**Prompt 1**
In the records, swap every "arched window" for "round window" and leave everything else as it is. Leave out the pictures.

**Text shown**
## Begin
Allow a detached tree created by open_tree(..., OPEN_TREE_CLONE) to be
attached by move_mount(2).

If by the time of final fput() of OPEN_TREE_CLONE-opened file its tree is
not detached anymore, it won't be dissolved.  move_mount(2) is adjusted
to handle detached source.

That gives us equivalents of mount --bind and mount --rbind.

Thanks also to Alan Jenkins <alan.christopher.jenkins@gmail.com> for
providing a whole bunch of ways to break things using this interface.

Signed-off-by: Al Viro <viro@zeniv.linux.org.uk>
Signed-off-by: David Howells <dhowells@redhat.com>
Signed-off-by: Al Viro <viro@zeniv.linux.org.uk>
---

 fs/namespace.c |   62 ++++++++++++++++++++++++++++++++++++++++++++++++++------
 1 file changed, 55 insertions(+), 7 deletions(-)

diff --git a/fs/namespace.c b/fs/namespace.c
index f10122028a11..56423c60ac7e 100644
--- a/fs/namespace.c
+++ b/fs/namespace.c
@@ -1840,10 +1840,16 @@ void dissolve_on_fput(struct vfsmount *mnt)
 	namespace_lock();
 	lock_mount_hash();
 	ns = real_mount(mnt)->mnt_ns;
-	umount_tree(real_mount(mnt), UMOUNT_CONNECTED);
+	if (ns) {
+		if (is_anon_ns(ns))
+			umount_tree(real_mount(mnt), UMOUNT_CONNECTED);
+		else
+			ns = NULL;
+	}
 	unlock_mount_hash();
 	namespace_unlock();
-	free_mnt_ns(ns);
+	if (ns)
+		free_mnt_ns(ns);
 }
 
 void drop_collected_mounts(struct vfsmount *mnt)
@@ -2079,6 +2085,10 @@ static int attach_recursive_mnt(struct mount *source_mnt,
 		attach_mnt(source_mnt, dest_mnt, dest_mp);
 		touch_mnt_namespace(source_mnt->mnt_ns);
 	} else {
+		if (source_mnt->mnt_ns) {
+			/* move from anon - the caller will destroy */
+			list_del_init(&source_mnt->mnt_ns->list);
+		}
 		mnt_set_mountpoint(dest_mnt, dest_mp, source_mnt);
 		commit_tree(source_mnt);
 	}
@@ -2537,13 +2547,37 @@ static inline int tree_contains_unbindable(struct mount *mnt)
 	return 0;
 }
 
+/*
+ * Check that there aren't references to earlier/same mount namespaces in the
+ * specified subtree.  Such references can act as pins for mount namespaces
+ * that aren't checked by the mount-cycle checking code, thereby allowing
+ * cycles to be made.
## End
**Prompt 2**
In the patch about move_mount, which mount commands does the change provide equivalents of?

**Supplied records**
## Begin
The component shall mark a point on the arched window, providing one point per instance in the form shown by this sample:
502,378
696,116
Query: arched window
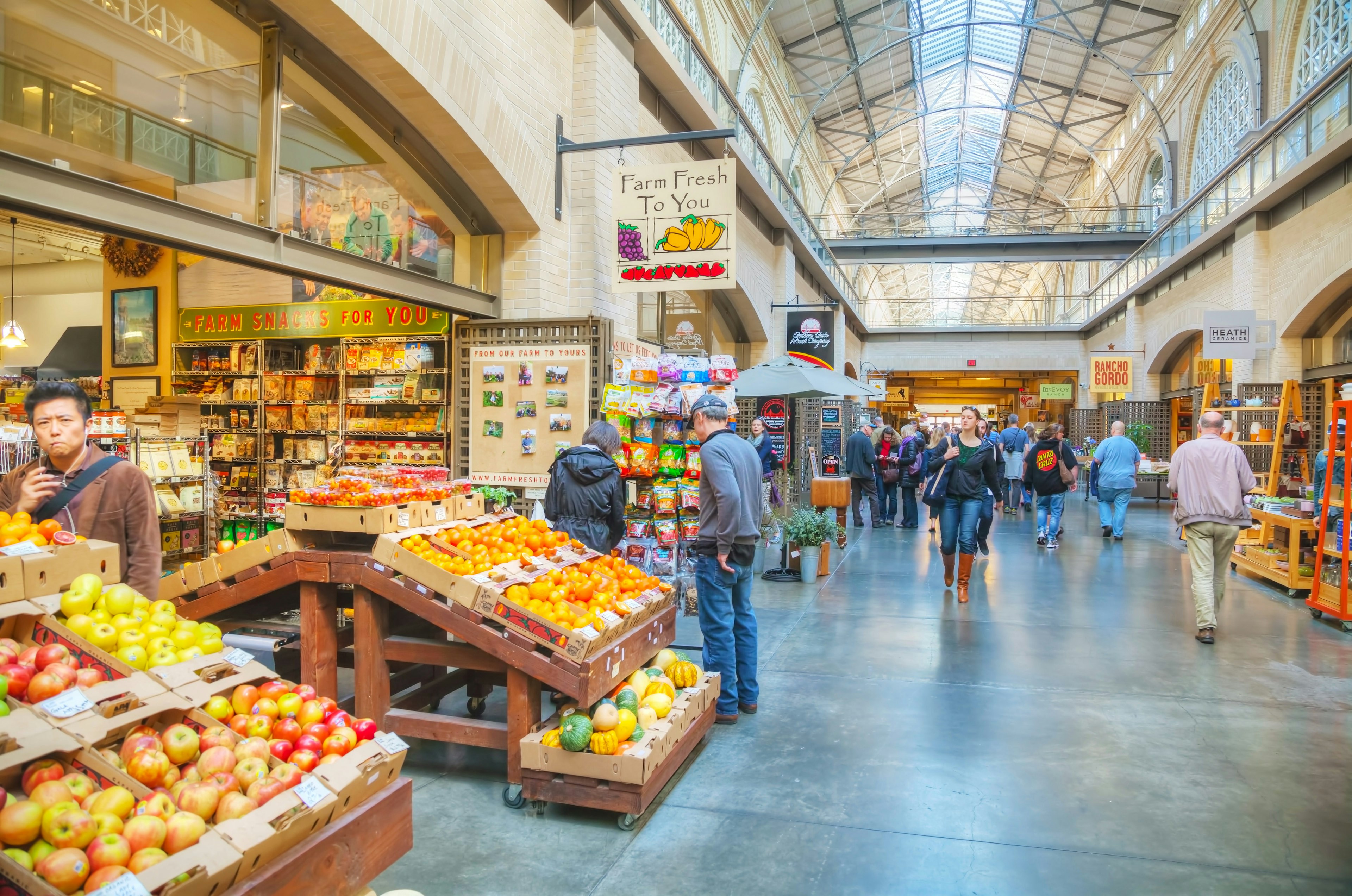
1326,38
1152,193
1227,115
## End
**Full output 1**
The component shall mark a point on the round window, providing one point per instance in the form shown by this sample:
502,378
696,116
Query: round window
1326,38
1152,193
1227,115

**Full output 2**
mount --bind and mount --rbind.